## ACTION ITEM
Both the line with "Could you please tag every instance of the shirt collar" and the line with "Could you please tag every instance of the chainsaw bar" in the records below must appear in the output, along with every line between them, exactly and with nothing added.
::: GIVEN ENTRIES :::
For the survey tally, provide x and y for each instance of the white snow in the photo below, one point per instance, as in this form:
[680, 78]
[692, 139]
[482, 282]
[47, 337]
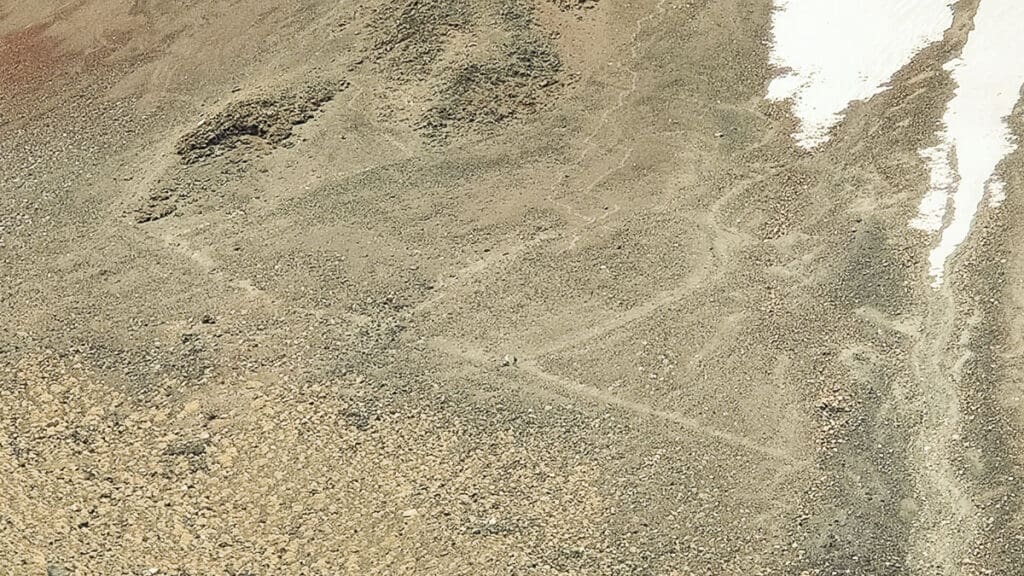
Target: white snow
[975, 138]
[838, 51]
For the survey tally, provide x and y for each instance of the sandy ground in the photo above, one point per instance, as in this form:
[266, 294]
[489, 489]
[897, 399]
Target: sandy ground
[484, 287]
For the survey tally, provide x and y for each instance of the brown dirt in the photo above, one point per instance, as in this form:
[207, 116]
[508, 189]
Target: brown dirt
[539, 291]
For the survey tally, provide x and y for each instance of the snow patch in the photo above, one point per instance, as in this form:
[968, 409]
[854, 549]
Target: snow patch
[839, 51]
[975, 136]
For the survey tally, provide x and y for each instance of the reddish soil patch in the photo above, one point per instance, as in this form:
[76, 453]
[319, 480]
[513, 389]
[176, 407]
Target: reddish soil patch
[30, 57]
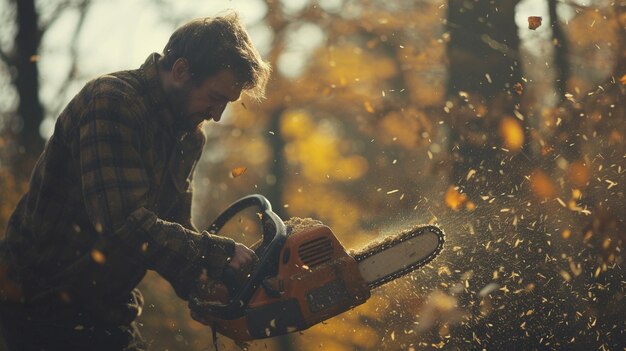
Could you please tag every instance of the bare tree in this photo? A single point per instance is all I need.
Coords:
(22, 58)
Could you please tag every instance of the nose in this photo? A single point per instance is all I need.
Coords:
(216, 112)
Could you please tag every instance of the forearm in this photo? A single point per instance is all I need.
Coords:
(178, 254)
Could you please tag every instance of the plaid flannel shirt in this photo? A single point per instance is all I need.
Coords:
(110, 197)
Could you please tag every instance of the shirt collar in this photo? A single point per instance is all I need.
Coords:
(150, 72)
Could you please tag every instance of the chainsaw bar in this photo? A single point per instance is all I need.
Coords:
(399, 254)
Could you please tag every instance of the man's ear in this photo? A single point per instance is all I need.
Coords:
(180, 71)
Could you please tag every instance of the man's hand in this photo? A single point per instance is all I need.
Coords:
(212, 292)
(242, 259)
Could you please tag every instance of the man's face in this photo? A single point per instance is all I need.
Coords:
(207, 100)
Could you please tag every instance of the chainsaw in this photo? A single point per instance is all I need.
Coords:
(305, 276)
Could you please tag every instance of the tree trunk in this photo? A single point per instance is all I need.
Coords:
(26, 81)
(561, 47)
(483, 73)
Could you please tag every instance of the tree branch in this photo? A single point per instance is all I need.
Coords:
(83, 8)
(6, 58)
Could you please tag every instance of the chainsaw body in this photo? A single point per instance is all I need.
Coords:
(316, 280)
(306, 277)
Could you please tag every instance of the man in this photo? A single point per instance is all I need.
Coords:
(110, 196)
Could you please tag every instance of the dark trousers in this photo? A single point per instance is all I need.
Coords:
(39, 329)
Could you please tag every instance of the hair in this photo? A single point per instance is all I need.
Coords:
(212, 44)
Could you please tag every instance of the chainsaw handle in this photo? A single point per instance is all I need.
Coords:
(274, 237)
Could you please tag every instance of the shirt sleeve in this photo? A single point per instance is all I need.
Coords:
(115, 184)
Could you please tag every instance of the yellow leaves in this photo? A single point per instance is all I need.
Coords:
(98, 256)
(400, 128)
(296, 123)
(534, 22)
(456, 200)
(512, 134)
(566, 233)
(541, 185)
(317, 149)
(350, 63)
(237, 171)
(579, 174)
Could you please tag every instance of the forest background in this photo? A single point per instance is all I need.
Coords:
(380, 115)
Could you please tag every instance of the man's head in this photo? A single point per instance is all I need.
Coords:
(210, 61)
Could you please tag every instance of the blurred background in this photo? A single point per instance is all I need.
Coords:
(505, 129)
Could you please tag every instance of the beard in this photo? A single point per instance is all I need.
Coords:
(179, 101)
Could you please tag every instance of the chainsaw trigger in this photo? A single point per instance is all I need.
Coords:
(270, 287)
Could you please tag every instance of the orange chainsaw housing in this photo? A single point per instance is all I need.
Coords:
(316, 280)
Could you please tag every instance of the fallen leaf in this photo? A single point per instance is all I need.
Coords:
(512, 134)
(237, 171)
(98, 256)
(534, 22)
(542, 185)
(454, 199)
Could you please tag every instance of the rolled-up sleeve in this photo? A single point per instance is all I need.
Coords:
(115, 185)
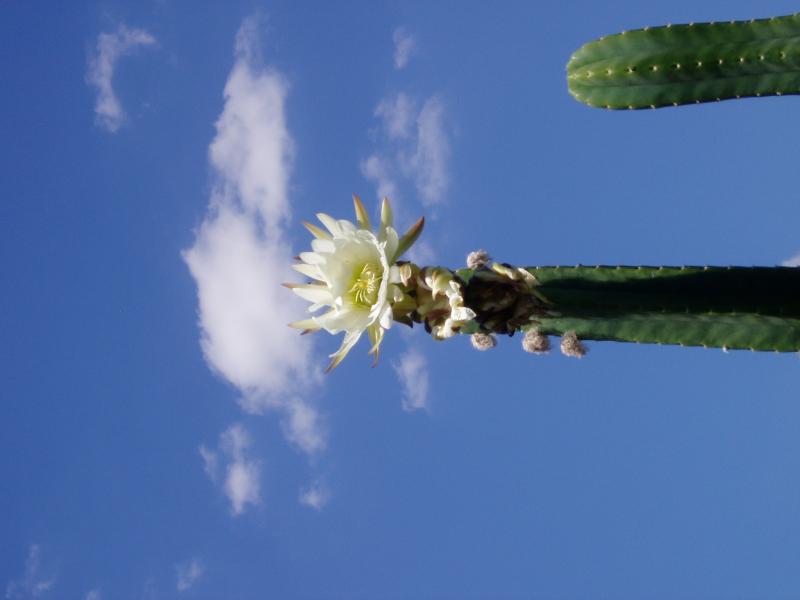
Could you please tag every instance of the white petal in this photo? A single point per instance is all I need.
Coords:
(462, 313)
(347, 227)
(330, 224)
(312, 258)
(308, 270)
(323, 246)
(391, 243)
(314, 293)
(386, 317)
:::
## COMPLETED EXERCISE
Could you please tag every instance of the shirt collar in this photo? A single point per instance is all I need.
Coords:
(150, 72)
Could you please tag every instance of the chainsaw bar in this photo? A single point per instance is all I need.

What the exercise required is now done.